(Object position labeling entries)
◇ ◇ ◇ ◇

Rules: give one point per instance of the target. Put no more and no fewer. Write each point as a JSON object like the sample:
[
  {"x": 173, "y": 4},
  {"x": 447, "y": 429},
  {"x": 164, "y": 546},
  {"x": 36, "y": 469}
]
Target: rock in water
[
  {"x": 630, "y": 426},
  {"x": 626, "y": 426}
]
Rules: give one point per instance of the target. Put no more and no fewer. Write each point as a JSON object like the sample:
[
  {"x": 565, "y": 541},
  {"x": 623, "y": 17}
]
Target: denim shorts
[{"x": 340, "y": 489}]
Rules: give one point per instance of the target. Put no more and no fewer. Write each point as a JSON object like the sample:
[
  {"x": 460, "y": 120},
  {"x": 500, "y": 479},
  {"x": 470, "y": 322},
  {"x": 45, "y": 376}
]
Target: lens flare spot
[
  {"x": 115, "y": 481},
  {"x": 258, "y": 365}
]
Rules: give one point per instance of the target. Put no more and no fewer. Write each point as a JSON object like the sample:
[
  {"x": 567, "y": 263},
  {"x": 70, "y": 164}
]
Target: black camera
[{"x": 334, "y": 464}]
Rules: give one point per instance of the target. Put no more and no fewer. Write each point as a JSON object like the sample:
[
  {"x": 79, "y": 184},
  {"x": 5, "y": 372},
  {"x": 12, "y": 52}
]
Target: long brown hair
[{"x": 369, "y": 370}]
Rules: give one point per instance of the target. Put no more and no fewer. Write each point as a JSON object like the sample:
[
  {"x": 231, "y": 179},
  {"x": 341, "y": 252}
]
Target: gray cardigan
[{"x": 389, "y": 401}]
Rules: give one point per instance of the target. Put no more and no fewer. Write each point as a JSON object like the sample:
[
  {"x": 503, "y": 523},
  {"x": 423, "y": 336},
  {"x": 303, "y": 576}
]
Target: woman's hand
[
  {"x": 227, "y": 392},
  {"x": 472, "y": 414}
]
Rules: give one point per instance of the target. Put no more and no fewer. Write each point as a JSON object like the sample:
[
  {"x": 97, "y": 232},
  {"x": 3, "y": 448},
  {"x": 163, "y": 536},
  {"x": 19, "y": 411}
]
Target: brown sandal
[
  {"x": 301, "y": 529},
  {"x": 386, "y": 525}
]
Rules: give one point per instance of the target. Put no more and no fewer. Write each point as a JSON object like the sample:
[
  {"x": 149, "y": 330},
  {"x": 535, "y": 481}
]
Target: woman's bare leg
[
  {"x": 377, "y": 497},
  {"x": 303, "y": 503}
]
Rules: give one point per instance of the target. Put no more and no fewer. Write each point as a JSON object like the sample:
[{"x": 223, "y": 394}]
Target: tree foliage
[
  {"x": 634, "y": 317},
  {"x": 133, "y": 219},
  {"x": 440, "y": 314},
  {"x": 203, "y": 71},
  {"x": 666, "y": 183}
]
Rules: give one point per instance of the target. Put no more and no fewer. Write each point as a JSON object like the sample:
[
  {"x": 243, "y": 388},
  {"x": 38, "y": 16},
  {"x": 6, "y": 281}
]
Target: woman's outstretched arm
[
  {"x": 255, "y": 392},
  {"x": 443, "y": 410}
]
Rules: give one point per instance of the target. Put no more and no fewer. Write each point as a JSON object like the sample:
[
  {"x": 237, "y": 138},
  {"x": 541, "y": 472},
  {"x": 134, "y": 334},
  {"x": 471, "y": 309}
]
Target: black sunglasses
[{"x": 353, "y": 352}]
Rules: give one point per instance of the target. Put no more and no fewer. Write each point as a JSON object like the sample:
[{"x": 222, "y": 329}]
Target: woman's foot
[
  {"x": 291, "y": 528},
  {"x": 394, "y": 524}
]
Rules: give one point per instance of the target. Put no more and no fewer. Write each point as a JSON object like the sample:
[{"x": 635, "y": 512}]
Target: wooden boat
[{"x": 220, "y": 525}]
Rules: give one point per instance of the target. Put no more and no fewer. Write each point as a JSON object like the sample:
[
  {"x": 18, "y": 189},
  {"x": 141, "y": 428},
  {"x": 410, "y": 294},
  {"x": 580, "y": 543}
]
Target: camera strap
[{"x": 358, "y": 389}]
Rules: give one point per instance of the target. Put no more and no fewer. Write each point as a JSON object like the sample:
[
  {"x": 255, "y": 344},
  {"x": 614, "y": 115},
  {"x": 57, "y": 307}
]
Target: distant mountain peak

◇ ◇ ◇ ◇

[Aim]
Restate each of the entries above verbatim.

[Answer]
Rules: give one point per instance of the target. Put no more and no fewer. Write each point as a JSON object like the sample:
[
  {"x": 173, "y": 4},
  {"x": 447, "y": 429},
  {"x": 164, "y": 546},
  {"x": 36, "y": 469}
]
Target: rock in water
[
  {"x": 630, "y": 426},
  {"x": 626, "y": 426}
]
Rules: give one point per instance of the target. Put no more and no fewer. Write each point as a JSON object like the sample:
[
  {"x": 565, "y": 541},
  {"x": 623, "y": 17}
]
Target: denim shorts
[{"x": 340, "y": 489}]
Rules: give one point per instance of the target. Put no more and no fewer. Write each point as a JSON object like the sample:
[
  {"x": 460, "y": 120},
  {"x": 500, "y": 479},
  {"x": 470, "y": 322},
  {"x": 45, "y": 376}
]
Target: lens flare spot
[
  {"x": 115, "y": 481},
  {"x": 258, "y": 365}
]
Rules: give one point per instance of the target. Put no more and no fewer. Write each point as a JSON object like the sample:
[
  {"x": 567, "y": 263},
  {"x": 70, "y": 164}
]
Target: black camera
[{"x": 334, "y": 464}]
Rules: give one point per instance of the target. Put no more and no fewer. Write each point as a JSON object like the sample:
[
  {"x": 79, "y": 184},
  {"x": 5, "y": 372},
  {"x": 12, "y": 52}
]
Target: long brown hair
[{"x": 369, "y": 370}]
Rules: give one point per instance of the target. Put no more and no fewer. Write each point as a JSON object like the sample:
[
  {"x": 231, "y": 179},
  {"x": 341, "y": 252}
]
Target: gray cardigan
[{"x": 389, "y": 401}]
Rules: give one point per instance of the target. Put no more and no fewer. Write each point as a JSON object like the sample:
[
  {"x": 503, "y": 523},
  {"x": 423, "y": 336},
  {"x": 303, "y": 576}
]
Target: woman's hand
[
  {"x": 227, "y": 392},
  {"x": 472, "y": 414}
]
Rules: give one point per instance of the target. Put no more and no fewer. Write each point as a JSON object like the sample:
[
  {"x": 97, "y": 232},
  {"x": 3, "y": 448},
  {"x": 163, "y": 536},
  {"x": 19, "y": 411}
]
Target: brown sandal
[
  {"x": 301, "y": 529},
  {"x": 386, "y": 525}
]
Rules: give one point per instance of the target. Put no more and no fewer. Write each point as a JSON object like the sample:
[
  {"x": 149, "y": 330},
  {"x": 535, "y": 481}
]
Target: woman's bare leg
[
  {"x": 377, "y": 497},
  {"x": 303, "y": 503}
]
Rules: give one point per instance of the target. Put no more and no fewer. Write each point as a JSON object like the sample:
[{"x": 223, "y": 394}]
Target: tree foliage
[
  {"x": 634, "y": 317},
  {"x": 133, "y": 219},
  {"x": 440, "y": 314},
  {"x": 203, "y": 71},
  {"x": 666, "y": 183}
]
Rules: give one point per instance of the target. Put no more and no fewer. Write each point as a JSON object like the sample:
[
  {"x": 243, "y": 388},
  {"x": 38, "y": 16},
  {"x": 6, "y": 281}
]
Target: woman's outstretched arm
[
  {"x": 255, "y": 392},
  {"x": 443, "y": 410}
]
Rules: give one point per instance of the target. Put no more and no fewer. Write each point as a JSON object like the sample:
[
  {"x": 237, "y": 138},
  {"x": 541, "y": 472},
  {"x": 134, "y": 334},
  {"x": 471, "y": 309}
]
Target: black sunglasses
[{"x": 353, "y": 352}]
Rules: give one point per instance of the target. Put no more and no fewer. Write each point as a JSON object like the sample:
[{"x": 222, "y": 329}]
Target: woman's foot
[
  {"x": 291, "y": 528},
  {"x": 394, "y": 524}
]
Rules: give one point per instance of the target. Put no more and no fewer. Write each point as a JSON object like the sample:
[{"x": 635, "y": 512}]
Target: wooden boat
[{"x": 220, "y": 525}]
Rules: give one point per instance of the target. Put no more and no fewer. Write each point as a JSON object like the sample:
[
  {"x": 18, "y": 189},
  {"x": 141, "y": 428},
  {"x": 410, "y": 294},
  {"x": 580, "y": 543}
]
Target: camera strap
[{"x": 358, "y": 389}]
Rules: give one point per instance of the target. Put no more and no fewer. Write each point as a JSON object like the sample:
[
  {"x": 255, "y": 344},
  {"x": 614, "y": 115},
  {"x": 57, "y": 307}
]
Target: distant mountain peak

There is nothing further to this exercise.